* [Exercise]
Print the whole listing, unchanged.

The data below:

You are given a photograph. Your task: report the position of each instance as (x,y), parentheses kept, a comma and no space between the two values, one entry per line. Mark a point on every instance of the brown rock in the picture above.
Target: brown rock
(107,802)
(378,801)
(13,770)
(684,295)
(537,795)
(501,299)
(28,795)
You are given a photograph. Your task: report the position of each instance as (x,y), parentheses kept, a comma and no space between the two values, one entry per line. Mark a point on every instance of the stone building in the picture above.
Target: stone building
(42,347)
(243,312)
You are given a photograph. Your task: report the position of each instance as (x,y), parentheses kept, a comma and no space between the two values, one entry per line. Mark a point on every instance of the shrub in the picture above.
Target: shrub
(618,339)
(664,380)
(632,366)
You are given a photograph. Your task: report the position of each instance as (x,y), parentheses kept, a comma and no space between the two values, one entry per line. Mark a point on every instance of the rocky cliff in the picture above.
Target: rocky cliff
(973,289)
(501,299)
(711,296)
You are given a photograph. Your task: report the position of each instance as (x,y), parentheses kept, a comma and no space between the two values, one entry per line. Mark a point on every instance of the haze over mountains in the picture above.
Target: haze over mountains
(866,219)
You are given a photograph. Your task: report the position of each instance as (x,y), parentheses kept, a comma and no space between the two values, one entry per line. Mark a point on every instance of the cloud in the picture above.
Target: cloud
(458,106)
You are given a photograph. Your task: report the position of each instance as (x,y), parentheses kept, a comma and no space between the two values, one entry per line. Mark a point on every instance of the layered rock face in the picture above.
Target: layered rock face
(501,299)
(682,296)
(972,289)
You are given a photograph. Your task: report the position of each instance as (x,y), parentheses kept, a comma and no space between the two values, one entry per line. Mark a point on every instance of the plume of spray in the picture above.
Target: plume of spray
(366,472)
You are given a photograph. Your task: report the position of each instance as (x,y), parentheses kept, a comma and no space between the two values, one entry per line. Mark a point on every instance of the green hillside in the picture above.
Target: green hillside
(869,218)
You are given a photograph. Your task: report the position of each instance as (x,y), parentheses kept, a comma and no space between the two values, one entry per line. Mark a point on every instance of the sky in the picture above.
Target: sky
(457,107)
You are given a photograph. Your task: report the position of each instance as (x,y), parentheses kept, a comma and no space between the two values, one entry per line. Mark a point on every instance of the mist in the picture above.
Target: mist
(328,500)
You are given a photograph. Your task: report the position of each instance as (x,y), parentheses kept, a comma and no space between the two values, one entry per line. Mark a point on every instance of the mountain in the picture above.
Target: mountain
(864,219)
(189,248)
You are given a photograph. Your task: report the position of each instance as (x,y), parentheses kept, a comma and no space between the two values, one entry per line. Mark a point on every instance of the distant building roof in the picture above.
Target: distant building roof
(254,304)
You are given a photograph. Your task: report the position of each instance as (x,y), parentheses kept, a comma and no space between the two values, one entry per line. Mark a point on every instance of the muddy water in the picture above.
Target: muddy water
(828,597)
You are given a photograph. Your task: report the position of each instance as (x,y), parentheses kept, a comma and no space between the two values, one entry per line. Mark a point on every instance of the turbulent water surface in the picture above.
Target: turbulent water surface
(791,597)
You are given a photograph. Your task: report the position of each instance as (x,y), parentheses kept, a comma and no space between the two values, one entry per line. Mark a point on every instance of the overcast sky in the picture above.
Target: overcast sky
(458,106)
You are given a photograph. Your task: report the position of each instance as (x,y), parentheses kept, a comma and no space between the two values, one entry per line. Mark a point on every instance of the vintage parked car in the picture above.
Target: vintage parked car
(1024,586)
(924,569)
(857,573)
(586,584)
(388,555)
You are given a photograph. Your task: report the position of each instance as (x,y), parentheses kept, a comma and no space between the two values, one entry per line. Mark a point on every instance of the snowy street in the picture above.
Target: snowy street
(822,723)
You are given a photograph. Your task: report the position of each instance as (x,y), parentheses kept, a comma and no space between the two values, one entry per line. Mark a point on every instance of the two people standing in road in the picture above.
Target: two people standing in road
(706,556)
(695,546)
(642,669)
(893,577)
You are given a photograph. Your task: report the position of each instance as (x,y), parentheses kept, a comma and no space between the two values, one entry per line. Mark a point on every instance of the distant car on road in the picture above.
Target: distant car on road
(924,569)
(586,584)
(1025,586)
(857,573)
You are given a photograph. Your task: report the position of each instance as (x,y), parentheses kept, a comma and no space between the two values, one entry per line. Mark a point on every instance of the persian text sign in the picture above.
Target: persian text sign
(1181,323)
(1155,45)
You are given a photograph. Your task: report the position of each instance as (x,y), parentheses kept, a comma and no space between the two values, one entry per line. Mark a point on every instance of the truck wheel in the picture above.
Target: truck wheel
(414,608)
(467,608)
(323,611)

End of The data.

* [Answer section]
You are given a photograph. Your task: report the position of each instance as (x,y), parentheses kept, a comma and no space between the two values, one entry per line. Mark a point on every instance of the brown rock in the picture above.
Target: brown rock
(107,802)
(378,801)
(13,770)
(684,295)
(537,795)
(501,299)
(28,795)
You are given a photograph. Your task: report the position of each instance as (x,y), parentheses kept, a comma and no space between the two values, one entry per line. Mark a point on every instance of the stone building in the picture above.
Target: stone building
(42,347)
(243,312)
You are given a photograph. Your task: report the position of each instance as (x,y), parentheses kept, a comma and no space between the two values, one entry per line. Mark a point on every instance of the shrub in the picture above.
Target: shrub
(618,339)
(664,380)
(632,366)
You are given a photograph. Your task: report the position of each instance as (x,y), parentheses kept, a comma and no space between the two values, one entry per line. Mark a point on every instance of the rocky cliff in the picture above.
Target: rocky cliff
(973,289)
(501,299)
(711,296)
You are given a photograph. Your task: report the position of each instance as (x,y), parentheses kept, a comma and no space between the two values, one entry per line. Mark a point on every instance of the haze over mountains in the picture above.
Target: haze over mountains
(866,219)
You are given a photograph. Your task: report the position of each instance as (x,y), parentheses kept, a comma and no space between the two values, one entry per line. Mark a point on every instance of the cloud in the picture above.
Target: cloud
(458,106)
You are given a photograph. Your task: report the position of each instance as (x,y), parentheses kept, a comma and no space between the two values, one entry per line. Mark a point on every instance of the layered rock face in the picture above.
Target: layered rock face
(501,299)
(682,296)
(972,289)
You are given a photograph. Your task: report the position of each instance as (x,y), parentheses kept, a comma and no space between the two values, one entry per line. Mark a point on every instance of the plume of spray in the picture above.
Target: plume of spray
(366,472)
You are given a photograph. Your task: report the position of each instance as (x,y), parentheses kept, a comma and no space between the two values, one entry per line. Mark a point on every instance of the green hillside in the picture above.
Target: green hillside
(869,218)
You are given a photograph. Your task: report the position of each instance as (x,y), parentheses kept, a comma and no space between the two values, one entry per line. Mark a point on every instance of the sky in the picture above.
Target: sky
(457,107)
You are given a photograph. Your task: report the position of each instance as (x,y), parentheses kept, a comma and no space between the two values, one entry per line. Mark a point on every instance of the mist in the picture above.
Target: mist
(328,500)
You are given a photograph. Your task: report the position of each instance as (x,y), parentheses kept, a comma and no space between the two values, one entry per line. Mark a point on every instance of the mountain in the picture above.
Target: mountain
(864,219)
(189,248)
You are given a photograph. Your task: report the position of each instance as (x,y), parentheses kept, a comma and no space between the two values, one entry per line. Mark a point on every instance of the distant building roof in the picture above.
Target: distant building roof
(254,304)
You are given a photograph. Your task: report the position of each instance as (x,y), parentheses kept, a comma and no space between the two values, one entry per line. Mark a point on every instance of the muddy water in the picture above.
Target: muddy water
(828,597)
You are given a photograph. Your task: report the position of each instance as (x,y), parentheses kept, a comma and no space between the two values, one entry per line. Mark a point on every instance of the turbulent water surface in the picture above.
Target: turbulent water surface
(791,597)
You are given a photograph. Your task: report the position of each instance as (x,y), parentheses kept, a comma and no space between the two values, one entry per line. Mark a point on every instance of the overcast sky in the picture above.
Target: overcast sky
(458,106)
You are given a photograph. Your task: report the position of each instance as (x,y), parentheses kept, a comma and no space between the two values, one entry per line. Mark a point on every instance of the vintage parked car in the picture above.
Target: vintage parked car
(1024,586)
(924,569)
(857,573)
(586,584)
(388,555)
You are given a photograph. Your task: report the position of each instance as (x,y), parentheses kept, a comma and no space between the two values, one entry per line. Mark a point on every instance of the snowy street in the picture above.
Target: snowy street
(822,723)
You are given a photograph. Your task: report the position of each instance as (x,y), parentheses kept, a comma and no space between the two values, one entry per line. Mark a point on every instance of the two people standing in road in the picture above.
Target: two people standing in road
(706,556)
(695,546)
(642,669)
(893,577)
You are given a photograph. Your task: report the position of each instance as (x,y), parentheses kept, a comma and no space between the two values, one entry per line. Mark a point on every instance of the distant car on road in the picture above.
Target: distant car on road
(924,569)
(586,584)
(1025,586)
(857,573)
You are given a photograph. Your task: report the position of each instance as (x,y), parentheses kept, a comma and no space between the two values, one entry per line. Mark a point on every instance of the persian text sign in the picture above.
Target: persian text sign
(1181,323)
(1155,45)
You are given a photograph. Your task: report the position of each instance as (x,y), parentheses kept, a comma and no space between the two values, one entry per line. Mark a point on every instance of the truck wheel in the picture above.
Target: truck wheel
(414,608)
(467,608)
(323,611)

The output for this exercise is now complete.